**Data in this exercise**
#####

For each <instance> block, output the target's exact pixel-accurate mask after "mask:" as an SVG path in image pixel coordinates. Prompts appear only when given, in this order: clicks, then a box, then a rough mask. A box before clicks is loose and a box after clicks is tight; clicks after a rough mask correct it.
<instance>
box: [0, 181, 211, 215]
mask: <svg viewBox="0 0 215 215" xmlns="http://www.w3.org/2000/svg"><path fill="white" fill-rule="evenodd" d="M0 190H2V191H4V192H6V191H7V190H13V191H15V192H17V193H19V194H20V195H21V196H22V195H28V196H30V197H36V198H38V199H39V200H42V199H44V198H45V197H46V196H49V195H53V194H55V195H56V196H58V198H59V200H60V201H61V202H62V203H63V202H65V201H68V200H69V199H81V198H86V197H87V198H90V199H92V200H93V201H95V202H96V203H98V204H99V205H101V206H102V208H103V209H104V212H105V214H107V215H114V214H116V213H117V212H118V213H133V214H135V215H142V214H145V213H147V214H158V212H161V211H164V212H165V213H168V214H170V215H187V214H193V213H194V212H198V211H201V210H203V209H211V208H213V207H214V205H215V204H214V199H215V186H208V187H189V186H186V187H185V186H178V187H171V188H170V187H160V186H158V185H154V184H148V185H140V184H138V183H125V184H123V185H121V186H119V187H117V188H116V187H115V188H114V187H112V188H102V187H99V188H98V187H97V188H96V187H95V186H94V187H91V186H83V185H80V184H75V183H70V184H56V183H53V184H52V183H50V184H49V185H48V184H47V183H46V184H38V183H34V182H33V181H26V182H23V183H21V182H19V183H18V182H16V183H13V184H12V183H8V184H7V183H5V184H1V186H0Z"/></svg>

#####

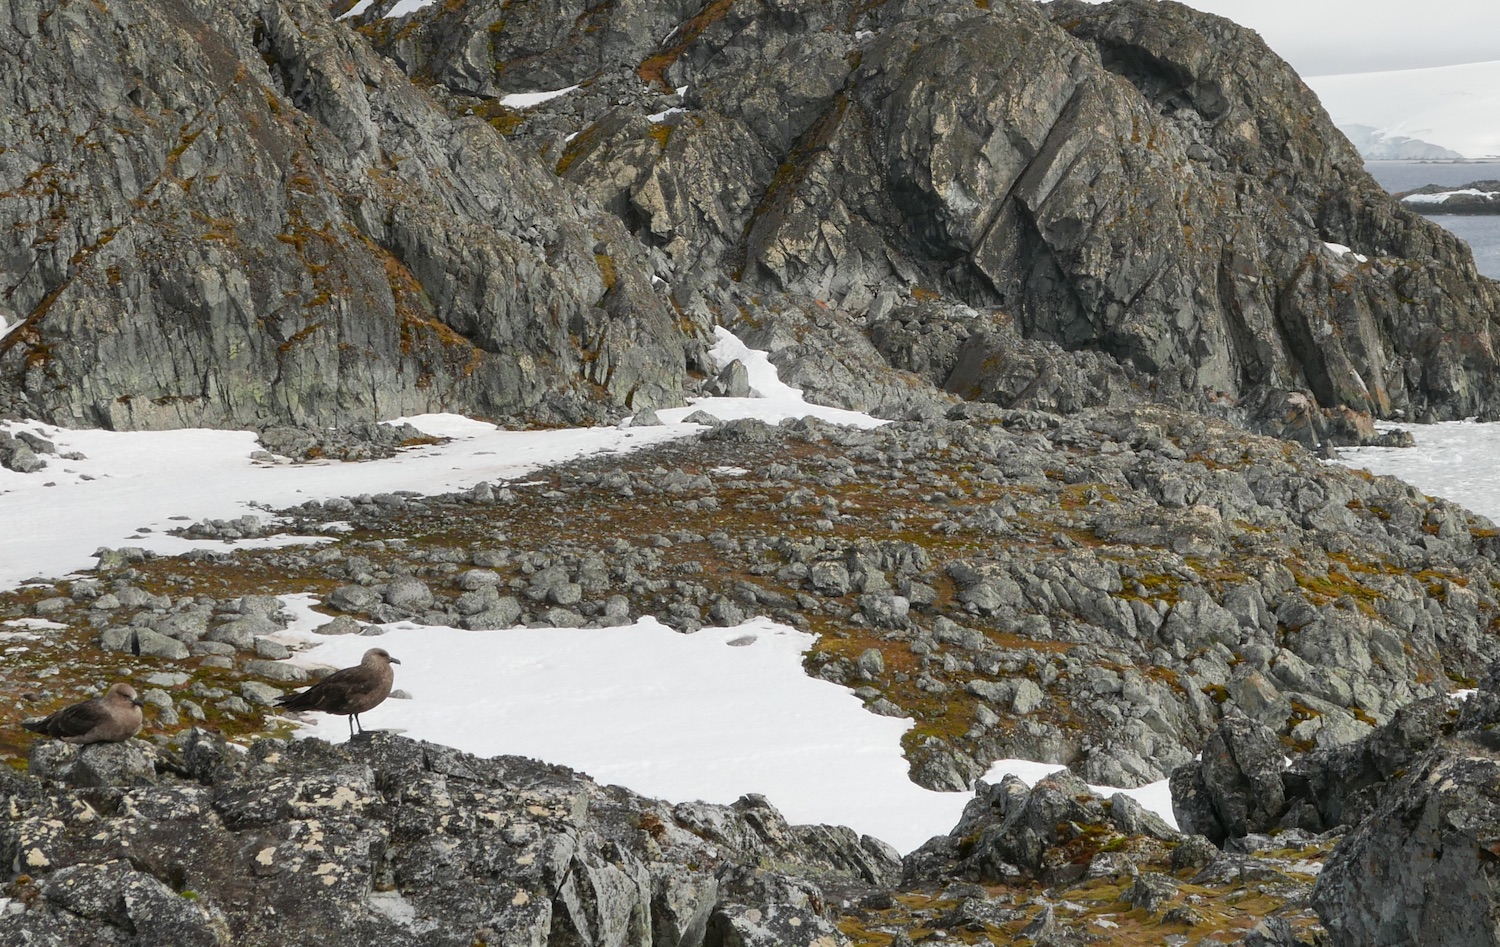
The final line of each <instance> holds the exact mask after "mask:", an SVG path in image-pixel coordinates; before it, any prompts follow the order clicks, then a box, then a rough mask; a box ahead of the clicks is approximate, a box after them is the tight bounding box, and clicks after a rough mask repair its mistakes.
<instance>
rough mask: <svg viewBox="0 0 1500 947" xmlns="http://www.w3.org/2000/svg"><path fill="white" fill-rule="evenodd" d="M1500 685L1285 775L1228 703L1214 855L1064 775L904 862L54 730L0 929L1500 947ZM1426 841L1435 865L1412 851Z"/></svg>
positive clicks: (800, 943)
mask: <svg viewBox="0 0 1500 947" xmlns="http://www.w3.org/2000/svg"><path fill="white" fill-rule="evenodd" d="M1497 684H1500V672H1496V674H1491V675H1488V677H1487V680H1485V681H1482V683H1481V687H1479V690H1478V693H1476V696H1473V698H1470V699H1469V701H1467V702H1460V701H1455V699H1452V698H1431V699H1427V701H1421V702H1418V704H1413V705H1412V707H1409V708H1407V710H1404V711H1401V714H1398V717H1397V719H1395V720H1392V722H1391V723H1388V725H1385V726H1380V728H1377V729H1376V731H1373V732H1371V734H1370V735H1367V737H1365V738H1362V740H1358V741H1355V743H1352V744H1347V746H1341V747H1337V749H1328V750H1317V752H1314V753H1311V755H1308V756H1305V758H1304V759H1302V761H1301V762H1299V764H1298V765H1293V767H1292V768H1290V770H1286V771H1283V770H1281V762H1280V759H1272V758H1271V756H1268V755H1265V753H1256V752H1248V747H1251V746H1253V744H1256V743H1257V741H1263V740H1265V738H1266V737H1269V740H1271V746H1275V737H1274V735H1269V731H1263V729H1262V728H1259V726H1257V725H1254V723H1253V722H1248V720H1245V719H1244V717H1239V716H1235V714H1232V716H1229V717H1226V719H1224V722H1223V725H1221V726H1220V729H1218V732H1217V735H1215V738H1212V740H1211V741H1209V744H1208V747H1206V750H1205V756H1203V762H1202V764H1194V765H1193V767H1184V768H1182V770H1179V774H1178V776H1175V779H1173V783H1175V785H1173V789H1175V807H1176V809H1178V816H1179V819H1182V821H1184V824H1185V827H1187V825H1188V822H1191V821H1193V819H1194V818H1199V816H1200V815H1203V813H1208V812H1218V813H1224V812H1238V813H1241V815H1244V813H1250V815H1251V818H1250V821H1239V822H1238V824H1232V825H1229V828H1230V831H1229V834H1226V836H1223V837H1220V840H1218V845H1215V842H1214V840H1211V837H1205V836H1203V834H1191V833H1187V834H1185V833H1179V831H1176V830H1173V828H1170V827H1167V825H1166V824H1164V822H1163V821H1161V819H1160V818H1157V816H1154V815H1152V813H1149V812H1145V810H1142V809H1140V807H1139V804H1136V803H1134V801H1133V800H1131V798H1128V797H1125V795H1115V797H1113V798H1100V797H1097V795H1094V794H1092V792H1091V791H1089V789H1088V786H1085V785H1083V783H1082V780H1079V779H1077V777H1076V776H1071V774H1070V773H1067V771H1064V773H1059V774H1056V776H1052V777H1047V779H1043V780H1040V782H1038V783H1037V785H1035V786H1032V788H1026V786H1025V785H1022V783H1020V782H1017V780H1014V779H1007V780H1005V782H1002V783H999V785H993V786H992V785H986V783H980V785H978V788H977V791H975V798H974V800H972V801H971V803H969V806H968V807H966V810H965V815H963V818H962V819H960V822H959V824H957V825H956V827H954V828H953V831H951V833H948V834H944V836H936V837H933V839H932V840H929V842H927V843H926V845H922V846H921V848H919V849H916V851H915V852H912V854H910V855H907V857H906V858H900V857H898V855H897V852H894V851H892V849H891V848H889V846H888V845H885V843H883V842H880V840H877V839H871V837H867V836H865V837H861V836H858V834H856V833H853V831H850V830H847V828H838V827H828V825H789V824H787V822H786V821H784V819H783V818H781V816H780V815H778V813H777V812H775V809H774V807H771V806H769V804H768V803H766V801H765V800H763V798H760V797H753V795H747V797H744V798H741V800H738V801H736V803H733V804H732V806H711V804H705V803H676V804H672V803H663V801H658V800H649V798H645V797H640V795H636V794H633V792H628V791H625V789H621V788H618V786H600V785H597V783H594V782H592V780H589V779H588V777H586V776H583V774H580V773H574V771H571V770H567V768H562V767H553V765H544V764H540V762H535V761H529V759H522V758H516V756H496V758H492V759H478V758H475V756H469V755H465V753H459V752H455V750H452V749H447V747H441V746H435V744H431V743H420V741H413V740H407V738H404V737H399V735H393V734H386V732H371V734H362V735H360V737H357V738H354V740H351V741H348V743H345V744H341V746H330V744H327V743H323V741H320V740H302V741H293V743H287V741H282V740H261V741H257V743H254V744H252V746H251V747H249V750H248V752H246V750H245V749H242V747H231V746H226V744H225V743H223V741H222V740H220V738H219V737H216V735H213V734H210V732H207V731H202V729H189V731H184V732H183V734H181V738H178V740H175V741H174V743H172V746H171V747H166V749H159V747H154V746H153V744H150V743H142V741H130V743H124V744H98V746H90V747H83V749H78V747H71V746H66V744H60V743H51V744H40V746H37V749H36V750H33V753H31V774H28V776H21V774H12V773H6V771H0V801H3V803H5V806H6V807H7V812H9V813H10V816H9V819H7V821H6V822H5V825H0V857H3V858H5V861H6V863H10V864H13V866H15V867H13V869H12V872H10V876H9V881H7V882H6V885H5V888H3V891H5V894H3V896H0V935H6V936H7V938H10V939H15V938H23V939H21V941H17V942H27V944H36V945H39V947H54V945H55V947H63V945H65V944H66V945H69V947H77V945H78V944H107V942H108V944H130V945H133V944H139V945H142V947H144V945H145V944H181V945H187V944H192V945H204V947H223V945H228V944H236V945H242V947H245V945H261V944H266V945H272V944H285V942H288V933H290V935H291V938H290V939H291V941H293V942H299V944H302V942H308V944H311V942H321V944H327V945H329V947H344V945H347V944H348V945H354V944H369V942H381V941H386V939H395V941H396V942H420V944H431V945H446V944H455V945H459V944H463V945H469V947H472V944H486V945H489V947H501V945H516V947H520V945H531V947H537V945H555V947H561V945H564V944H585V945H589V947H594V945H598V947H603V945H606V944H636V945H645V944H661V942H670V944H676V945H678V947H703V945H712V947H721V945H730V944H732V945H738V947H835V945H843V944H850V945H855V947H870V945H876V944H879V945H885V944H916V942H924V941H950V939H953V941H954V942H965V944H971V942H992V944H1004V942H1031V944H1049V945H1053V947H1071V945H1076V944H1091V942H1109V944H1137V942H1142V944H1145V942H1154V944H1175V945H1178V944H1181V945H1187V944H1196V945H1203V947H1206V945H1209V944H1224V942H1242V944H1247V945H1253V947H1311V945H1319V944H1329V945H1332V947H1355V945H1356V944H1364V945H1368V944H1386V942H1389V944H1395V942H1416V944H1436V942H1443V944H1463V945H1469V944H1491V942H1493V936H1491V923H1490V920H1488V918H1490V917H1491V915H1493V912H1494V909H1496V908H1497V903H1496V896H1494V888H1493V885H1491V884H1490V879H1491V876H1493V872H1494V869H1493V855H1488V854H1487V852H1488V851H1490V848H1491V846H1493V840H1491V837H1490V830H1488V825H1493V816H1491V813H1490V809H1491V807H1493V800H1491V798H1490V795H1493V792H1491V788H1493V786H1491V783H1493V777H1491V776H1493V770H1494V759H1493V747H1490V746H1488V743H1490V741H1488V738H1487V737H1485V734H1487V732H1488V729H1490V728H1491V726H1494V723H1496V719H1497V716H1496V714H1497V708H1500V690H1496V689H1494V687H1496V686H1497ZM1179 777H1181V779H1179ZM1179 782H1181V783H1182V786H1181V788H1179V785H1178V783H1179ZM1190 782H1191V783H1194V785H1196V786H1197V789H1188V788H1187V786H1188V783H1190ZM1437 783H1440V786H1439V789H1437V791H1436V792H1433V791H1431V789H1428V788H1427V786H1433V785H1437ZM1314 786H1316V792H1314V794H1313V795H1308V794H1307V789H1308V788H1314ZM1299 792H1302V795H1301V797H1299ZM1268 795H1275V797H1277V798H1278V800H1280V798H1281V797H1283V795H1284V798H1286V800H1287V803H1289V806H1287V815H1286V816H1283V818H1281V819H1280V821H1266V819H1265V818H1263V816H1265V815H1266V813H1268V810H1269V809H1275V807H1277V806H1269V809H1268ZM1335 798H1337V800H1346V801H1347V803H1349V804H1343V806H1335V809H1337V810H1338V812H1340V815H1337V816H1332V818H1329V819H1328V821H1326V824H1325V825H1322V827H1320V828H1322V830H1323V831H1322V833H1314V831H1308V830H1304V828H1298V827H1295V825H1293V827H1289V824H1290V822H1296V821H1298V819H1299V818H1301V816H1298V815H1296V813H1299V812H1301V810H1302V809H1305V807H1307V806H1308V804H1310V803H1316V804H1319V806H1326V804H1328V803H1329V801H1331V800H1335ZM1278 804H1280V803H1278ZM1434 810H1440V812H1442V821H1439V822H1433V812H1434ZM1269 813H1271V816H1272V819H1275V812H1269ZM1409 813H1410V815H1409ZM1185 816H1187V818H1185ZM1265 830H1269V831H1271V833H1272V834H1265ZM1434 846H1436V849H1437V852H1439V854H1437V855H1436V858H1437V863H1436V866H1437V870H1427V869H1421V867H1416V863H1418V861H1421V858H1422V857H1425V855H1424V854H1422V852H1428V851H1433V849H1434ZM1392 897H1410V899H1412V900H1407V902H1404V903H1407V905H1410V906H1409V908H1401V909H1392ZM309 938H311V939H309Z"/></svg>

#####

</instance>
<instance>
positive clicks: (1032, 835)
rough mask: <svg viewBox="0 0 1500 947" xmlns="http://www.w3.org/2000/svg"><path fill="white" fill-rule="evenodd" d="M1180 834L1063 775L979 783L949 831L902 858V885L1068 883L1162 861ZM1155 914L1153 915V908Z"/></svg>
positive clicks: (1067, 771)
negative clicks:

#####

**Work to complete**
Copy everything from the line containing "</instance>" down to the line containing "834L1063 775L979 783L949", swapping "rough mask" for "coarse mask" and leaving the rest untouched.

**Solution**
</instance>
<instance>
positive clicks: (1032, 835)
coarse mask: <svg viewBox="0 0 1500 947" xmlns="http://www.w3.org/2000/svg"><path fill="white" fill-rule="evenodd" d="M1180 834L1063 775L979 783L949 831L902 858V885L1068 883L1162 861ZM1155 914L1153 915V908Z"/></svg>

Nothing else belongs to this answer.